_Problems to work on_.
1. Answer these questions about the forum advice on the broken editor:
(a) Which plug-in is named as the only fix the first writer has come across?
(b) Which tool did the writer keep open in two tabs to copy user options from one account to another?
(c) Which website is suggested for checking whether the nameserver change has spread?
2. Write a continuation of the forum advice on the broken editor, starting right after its last sentence.

_Selected excerpt_.
▬▬▬
The only fix I have come across for this problem is to use the Google Libraries plug in.
He did try that already, mrsreeder.
Two suggestions from me.
– create a new user in the admin with the same rank as your current user, log off, re-log as the new user, and see if the problem remains. A bit more than a year ago, I had the visual editor broken with a user, while a newly created account didn’t have the problem, turned out something got messed up in the database options for the user, I ended up manually cloning, within phpmyadmin open in two tabs, the user options from one user to another. And boom, problem gone.
– some say that time is money, so if you’ve been spending hours on it already, and you’re pissed off, and ten bucks isn’t much for you, how about you try your blog on another web host, just for a couple of days ? Create yourself a godaddy hosting account – just kidding, go for hostgator or any other quality host, godaddy isn’t worth it – upload a clone of the blog to the new hosting account, change the domain nameservers in your registrar’s options, come back 24 hours later when the change is effective (or use whatsmydns.net to see if the change has propagated to you already, or update a little something in the blog’s template to see which version you’re seeing, whatever works).
▬▬▬
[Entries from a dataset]
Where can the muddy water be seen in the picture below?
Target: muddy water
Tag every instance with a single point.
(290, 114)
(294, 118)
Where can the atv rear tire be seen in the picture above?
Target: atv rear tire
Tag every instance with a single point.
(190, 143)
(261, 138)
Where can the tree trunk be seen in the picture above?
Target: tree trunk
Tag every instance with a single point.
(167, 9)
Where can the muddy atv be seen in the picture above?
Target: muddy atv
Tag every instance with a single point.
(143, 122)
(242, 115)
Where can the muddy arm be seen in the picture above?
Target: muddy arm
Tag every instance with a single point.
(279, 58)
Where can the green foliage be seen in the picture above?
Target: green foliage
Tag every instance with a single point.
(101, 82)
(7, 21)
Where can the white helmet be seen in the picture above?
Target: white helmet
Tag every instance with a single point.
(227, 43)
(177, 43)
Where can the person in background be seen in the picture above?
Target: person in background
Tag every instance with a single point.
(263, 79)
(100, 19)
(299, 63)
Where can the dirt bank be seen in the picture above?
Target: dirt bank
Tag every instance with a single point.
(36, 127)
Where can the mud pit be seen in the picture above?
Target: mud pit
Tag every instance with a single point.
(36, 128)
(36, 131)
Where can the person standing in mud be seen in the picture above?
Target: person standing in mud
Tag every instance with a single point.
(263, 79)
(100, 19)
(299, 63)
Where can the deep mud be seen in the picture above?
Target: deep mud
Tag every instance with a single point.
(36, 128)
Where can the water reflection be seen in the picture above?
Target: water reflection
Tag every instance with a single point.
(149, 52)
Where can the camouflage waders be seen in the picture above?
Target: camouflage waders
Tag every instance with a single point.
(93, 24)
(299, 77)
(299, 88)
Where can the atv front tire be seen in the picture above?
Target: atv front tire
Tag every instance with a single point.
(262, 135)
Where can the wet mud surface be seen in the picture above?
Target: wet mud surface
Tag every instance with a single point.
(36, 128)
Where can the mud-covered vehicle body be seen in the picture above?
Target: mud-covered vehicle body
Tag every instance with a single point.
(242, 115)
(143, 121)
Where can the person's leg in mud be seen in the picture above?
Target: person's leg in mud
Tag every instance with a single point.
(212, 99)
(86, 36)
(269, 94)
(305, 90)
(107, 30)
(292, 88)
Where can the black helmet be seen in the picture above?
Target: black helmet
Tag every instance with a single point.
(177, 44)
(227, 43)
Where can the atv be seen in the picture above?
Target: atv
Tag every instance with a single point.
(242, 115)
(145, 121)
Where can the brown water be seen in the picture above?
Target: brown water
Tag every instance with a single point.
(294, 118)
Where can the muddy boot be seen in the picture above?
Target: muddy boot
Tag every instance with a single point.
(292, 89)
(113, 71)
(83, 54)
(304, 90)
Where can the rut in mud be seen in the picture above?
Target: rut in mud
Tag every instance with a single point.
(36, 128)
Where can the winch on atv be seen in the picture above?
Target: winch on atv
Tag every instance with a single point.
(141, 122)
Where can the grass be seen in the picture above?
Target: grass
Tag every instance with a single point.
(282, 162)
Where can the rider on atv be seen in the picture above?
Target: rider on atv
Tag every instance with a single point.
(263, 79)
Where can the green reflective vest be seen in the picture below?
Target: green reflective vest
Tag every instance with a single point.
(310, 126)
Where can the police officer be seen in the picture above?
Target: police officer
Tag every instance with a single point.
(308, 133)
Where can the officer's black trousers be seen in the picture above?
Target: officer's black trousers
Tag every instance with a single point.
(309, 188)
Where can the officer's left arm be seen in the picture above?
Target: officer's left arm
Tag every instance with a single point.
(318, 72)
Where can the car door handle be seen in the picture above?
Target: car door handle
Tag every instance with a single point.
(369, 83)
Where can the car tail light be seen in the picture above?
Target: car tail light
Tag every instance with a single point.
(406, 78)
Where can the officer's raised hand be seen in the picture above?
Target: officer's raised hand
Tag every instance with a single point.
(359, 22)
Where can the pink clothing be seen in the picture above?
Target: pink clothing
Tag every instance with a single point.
▬▬▬
_Expected outputs_.
1.
(a) The Google Libraries plug in.
(b) phpmyadmin.
(c) whatsmydns.net.

2.
And there you are, you can see, in exchange of 30 minutes and probably ten bucks, if this was related to your web host.
I think I tried the ‘user’ trick, but will do it again, because I can’t remember for sure. As far as the secondary hosting thing… I’ll have to think about it. Do you think a LAMP virtual machine with a copy of the site on my local LAN be a valid test?
While a LAMP virtual machine could run your blog, you’d have adjustements to make to have it work locally, and that doesn’t tell you it would work with another web host.
But, hey, sure, you can try it locally. I’m not familiar with the adjustments to make to have a blog configured to be online work locally, so it would take me longer than setting it up with another web host, haha ^^ If something is definitely broken inside the blog, it will also be also broken locally.